Extracted entries.
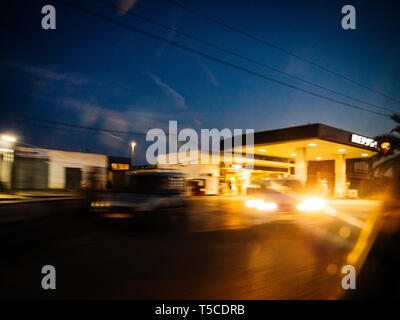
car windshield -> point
(153, 184)
(282, 185)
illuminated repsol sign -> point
(369, 142)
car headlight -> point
(253, 203)
(313, 204)
(269, 206)
(100, 204)
(261, 205)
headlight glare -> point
(313, 204)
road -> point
(219, 251)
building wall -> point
(60, 160)
(208, 172)
(57, 162)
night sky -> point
(93, 73)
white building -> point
(36, 168)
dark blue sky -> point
(90, 72)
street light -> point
(133, 144)
(8, 138)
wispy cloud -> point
(178, 99)
(125, 5)
(46, 73)
(208, 72)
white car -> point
(144, 192)
(284, 196)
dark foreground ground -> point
(219, 251)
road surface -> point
(219, 251)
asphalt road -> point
(218, 251)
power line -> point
(228, 26)
(213, 45)
(209, 57)
(75, 126)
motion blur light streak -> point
(268, 206)
(8, 138)
(313, 204)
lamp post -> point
(7, 144)
(133, 144)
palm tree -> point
(391, 161)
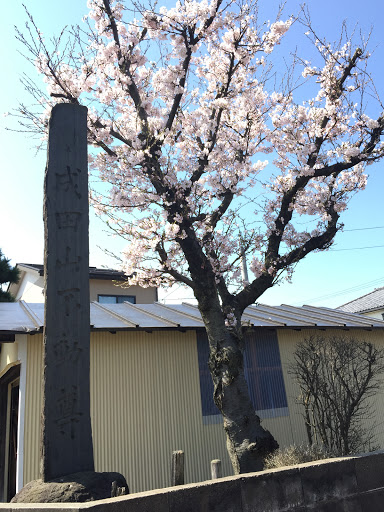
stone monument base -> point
(77, 487)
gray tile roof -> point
(22, 317)
(369, 302)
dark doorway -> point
(9, 402)
(12, 444)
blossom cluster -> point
(183, 120)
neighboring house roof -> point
(94, 272)
(22, 317)
(369, 302)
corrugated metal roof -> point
(20, 317)
(369, 302)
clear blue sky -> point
(318, 280)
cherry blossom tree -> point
(208, 160)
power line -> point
(355, 288)
(363, 229)
(357, 248)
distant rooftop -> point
(94, 272)
(23, 317)
(369, 302)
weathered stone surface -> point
(66, 442)
(78, 487)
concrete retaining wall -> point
(354, 484)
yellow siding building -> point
(146, 400)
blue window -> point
(263, 373)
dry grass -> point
(292, 455)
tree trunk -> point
(248, 443)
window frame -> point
(266, 354)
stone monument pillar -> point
(66, 442)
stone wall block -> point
(266, 493)
(370, 471)
(322, 482)
(210, 497)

Your assignment. Reproduce every record word for word. The copy must contain no pictures.

Problem solution.
car windshield -> point
(153, 184)
(282, 185)
illuminated repsol sign -> point
(369, 142)
car headlight -> point
(253, 203)
(313, 204)
(269, 206)
(100, 204)
(261, 205)
headlight glare -> point
(313, 204)
road -> point
(219, 251)
building wall -> point
(60, 160)
(208, 172)
(57, 162)
night sky -> point
(93, 73)
white building -> point
(36, 168)
dark blue sky -> point
(90, 72)
street light -> point
(133, 144)
(8, 138)
wispy cloud -> point
(178, 99)
(125, 5)
(46, 73)
(208, 72)
white car -> point
(144, 192)
(284, 196)
dark foreground ground -> point
(219, 251)
road surface -> point
(219, 251)
asphalt road -> point
(218, 251)
power line -> point
(228, 26)
(213, 45)
(209, 57)
(75, 126)
motion blur light streak -> point
(268, 206)
(8, 138)
(313, 204)
lamp post -> point
(7, 144)
(133, 144)
palm tree -> point
(391, 161)
stone monument base -> point
(77, 487)
gray tile roof -> point
(22, 317)
(369, 302)
dark doorway -> point
(9, 402)
(12, 444)
blossom cluster -> point
(183, 120)
neighboring house roof -> point
(94, 272)
(22, 317)
(369, 302)
corrugated metal roof -> point
(20, 317)
(369, 302)
clear blue sky -> point
(318, 280)
cherry blossom tree -> point
(208, 160)
power line -> point
(355, 288)
(363, 229)
(357, 248)
distant rooftop -> point
(94, 272)
(23, 317)
(369, 302)
weathered stone surface -> point
(66, 442)
(78, 487)
concrete retaining wall -> point
(354, 484)
yellow siding building -> point
(146, 400)
blue window -> point
(263, 373)
dry grass -> point
(292, 455)
tree trunk -> point
(248, 443)
window frame -> point
(266, 354)
stone monument pillar -> point
(66, 442)
stone wall block -> point
(266, 493)
(370, 471)
(322, 482)
(210, 497)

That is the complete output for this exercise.